● **Stated exercise**
Please switch "paved road" to "gravel road" in the entries starting with the line that contains "Where can the car" and going on through the last line of the entries. Write out those lines again with nothing else changed.

----------------------------------------

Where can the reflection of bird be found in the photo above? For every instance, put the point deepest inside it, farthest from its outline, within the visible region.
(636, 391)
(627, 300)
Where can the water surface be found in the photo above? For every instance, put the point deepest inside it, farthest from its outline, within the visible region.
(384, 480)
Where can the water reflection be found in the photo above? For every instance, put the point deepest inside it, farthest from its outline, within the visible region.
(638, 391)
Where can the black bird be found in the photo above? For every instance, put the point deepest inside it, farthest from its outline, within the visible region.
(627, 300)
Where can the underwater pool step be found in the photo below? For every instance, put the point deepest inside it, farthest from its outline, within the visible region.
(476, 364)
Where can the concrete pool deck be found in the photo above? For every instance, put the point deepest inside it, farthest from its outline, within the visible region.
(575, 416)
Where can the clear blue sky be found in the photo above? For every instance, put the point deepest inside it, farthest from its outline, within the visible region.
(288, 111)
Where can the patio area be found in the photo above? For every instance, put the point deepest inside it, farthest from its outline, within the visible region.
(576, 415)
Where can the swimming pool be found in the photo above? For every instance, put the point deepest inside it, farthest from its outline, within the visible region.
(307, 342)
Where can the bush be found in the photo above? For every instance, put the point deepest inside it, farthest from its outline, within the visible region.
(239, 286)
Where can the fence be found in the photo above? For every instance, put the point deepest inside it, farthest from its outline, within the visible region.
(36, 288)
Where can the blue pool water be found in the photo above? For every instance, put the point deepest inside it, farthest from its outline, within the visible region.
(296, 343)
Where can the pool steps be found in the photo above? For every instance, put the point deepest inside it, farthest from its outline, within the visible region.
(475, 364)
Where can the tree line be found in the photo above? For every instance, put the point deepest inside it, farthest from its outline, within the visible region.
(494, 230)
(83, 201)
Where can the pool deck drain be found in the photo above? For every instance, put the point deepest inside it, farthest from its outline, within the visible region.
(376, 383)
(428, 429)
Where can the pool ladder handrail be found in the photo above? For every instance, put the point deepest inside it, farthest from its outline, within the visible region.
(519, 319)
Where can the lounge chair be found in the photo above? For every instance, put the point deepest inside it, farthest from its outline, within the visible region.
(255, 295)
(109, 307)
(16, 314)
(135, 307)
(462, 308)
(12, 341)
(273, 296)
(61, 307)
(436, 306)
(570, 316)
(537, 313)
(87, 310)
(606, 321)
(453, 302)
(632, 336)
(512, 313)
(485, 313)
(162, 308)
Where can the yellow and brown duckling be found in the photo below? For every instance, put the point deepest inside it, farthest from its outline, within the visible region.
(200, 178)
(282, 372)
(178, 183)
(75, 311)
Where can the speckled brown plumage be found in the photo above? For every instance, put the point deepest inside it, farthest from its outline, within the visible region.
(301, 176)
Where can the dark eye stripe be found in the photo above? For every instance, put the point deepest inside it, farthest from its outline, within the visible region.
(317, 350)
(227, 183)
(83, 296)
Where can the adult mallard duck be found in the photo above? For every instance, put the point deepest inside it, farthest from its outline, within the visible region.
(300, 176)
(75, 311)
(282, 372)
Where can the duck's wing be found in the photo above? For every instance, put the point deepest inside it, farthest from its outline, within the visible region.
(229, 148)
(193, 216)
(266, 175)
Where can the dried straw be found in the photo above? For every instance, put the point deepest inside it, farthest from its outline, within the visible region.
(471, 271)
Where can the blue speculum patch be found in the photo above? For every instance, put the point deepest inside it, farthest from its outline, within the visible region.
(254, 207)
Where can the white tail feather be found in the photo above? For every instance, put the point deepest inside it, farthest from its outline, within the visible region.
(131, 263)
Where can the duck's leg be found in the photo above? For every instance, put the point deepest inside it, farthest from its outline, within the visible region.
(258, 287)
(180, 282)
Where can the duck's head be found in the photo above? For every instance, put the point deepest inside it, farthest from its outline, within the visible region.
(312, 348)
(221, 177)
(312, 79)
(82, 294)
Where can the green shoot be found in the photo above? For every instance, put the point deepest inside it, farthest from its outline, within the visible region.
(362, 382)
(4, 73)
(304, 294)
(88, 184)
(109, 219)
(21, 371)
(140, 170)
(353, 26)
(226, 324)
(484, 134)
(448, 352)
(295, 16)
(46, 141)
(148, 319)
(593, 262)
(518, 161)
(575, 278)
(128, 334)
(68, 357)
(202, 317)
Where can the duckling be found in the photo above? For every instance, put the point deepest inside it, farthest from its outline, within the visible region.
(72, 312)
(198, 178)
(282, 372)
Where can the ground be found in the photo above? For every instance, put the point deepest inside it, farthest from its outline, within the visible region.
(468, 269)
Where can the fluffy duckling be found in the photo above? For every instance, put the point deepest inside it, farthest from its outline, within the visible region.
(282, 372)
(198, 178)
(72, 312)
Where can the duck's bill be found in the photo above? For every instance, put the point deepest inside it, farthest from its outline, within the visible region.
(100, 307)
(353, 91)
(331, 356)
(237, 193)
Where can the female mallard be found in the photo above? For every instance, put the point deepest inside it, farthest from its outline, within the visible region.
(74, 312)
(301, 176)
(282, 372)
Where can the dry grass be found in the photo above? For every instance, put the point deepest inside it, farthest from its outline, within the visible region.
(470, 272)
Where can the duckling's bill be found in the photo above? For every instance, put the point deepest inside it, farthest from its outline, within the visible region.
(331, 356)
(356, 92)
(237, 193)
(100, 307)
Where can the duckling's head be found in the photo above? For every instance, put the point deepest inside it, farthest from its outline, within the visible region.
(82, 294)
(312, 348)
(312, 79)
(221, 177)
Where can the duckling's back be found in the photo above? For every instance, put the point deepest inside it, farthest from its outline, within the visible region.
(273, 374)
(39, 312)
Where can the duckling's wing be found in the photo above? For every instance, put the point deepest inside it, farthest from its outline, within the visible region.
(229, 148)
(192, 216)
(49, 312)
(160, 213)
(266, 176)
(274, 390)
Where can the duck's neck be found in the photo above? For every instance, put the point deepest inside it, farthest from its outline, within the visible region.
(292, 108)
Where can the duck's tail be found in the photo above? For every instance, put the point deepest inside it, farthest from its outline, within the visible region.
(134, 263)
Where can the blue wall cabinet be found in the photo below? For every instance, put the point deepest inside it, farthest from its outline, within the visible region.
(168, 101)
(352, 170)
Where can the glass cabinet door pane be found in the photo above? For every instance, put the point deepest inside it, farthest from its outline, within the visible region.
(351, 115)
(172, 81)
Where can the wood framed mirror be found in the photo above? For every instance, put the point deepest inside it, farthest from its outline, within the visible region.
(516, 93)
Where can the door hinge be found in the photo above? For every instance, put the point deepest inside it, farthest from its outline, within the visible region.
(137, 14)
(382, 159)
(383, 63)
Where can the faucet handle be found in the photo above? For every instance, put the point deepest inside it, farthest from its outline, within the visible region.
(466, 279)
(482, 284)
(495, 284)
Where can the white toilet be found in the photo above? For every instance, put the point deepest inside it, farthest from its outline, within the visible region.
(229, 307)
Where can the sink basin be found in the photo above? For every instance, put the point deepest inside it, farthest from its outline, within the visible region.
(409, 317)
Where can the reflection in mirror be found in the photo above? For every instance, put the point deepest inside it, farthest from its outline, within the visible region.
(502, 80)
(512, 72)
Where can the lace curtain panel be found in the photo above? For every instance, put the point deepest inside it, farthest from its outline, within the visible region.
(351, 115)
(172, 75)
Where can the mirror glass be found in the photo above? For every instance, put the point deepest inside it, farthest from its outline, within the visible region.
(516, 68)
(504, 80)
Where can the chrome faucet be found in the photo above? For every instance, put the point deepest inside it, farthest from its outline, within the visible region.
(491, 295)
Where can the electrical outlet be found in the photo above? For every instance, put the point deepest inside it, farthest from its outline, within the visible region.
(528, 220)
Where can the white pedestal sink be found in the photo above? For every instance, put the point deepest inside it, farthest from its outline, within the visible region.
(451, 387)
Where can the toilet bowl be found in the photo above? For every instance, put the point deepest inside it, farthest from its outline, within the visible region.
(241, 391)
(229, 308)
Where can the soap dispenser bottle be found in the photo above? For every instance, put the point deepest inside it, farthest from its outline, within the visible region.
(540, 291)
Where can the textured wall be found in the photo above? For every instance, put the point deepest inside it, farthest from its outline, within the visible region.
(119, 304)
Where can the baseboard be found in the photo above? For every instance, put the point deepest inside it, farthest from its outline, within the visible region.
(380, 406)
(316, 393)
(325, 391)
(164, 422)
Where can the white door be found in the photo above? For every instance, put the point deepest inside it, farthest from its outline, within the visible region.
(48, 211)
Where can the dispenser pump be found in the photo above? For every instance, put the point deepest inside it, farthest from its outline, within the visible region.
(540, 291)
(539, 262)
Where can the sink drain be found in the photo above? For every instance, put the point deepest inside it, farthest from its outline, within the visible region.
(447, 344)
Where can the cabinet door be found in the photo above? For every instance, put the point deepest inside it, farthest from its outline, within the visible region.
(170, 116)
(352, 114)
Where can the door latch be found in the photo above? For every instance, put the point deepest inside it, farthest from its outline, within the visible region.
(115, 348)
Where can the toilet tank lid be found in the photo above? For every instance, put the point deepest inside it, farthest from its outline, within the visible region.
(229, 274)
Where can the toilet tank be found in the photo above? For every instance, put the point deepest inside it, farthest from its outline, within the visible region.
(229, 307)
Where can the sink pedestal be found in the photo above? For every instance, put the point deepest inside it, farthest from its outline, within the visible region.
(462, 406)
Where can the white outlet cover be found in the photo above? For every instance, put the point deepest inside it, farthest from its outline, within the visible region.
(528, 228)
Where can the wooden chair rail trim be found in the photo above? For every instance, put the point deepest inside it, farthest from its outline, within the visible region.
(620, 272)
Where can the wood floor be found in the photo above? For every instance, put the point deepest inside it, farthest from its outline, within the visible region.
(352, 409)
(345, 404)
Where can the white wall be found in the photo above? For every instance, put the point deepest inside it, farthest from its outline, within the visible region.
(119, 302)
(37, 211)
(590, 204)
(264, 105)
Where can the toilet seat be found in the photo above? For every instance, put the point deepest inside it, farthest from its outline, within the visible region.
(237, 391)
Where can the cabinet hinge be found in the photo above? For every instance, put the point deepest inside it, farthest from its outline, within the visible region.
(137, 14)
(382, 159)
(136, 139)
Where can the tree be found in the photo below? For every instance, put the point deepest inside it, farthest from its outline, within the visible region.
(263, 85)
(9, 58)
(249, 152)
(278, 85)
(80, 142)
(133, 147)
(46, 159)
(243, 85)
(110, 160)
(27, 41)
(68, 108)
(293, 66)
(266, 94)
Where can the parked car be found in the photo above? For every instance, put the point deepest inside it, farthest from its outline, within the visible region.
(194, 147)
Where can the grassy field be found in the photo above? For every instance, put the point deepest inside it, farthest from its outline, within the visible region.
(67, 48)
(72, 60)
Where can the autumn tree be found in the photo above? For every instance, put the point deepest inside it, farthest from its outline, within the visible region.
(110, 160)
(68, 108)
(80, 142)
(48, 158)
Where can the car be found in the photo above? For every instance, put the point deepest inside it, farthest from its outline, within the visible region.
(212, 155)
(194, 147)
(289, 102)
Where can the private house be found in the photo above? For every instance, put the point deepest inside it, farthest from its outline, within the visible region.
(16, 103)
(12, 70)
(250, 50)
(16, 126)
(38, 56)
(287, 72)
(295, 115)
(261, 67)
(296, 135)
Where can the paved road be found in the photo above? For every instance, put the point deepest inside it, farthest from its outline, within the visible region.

----------------------------------------

● **Worked answer**
Where can the car be found in the photo above? For every instance, put the point deepest inside it, farthest from its outline, within the visible region.
(212, 155)
(194, 147)
(289, 102)
Where can the private house be found in the photo above? For every instance, put the point deepest inside it, farthest from its outline, within the visible region.
(16, 103)
(12, 70)
(250, 50)
(16, 126)
(38, 56)
(287, 72)
(295, 115)
(261, 67)
(296, 135)
Where can the gravel road be found in the photo above? For every instance, put the point deepest inside it, farthest from its outline, within the visible region.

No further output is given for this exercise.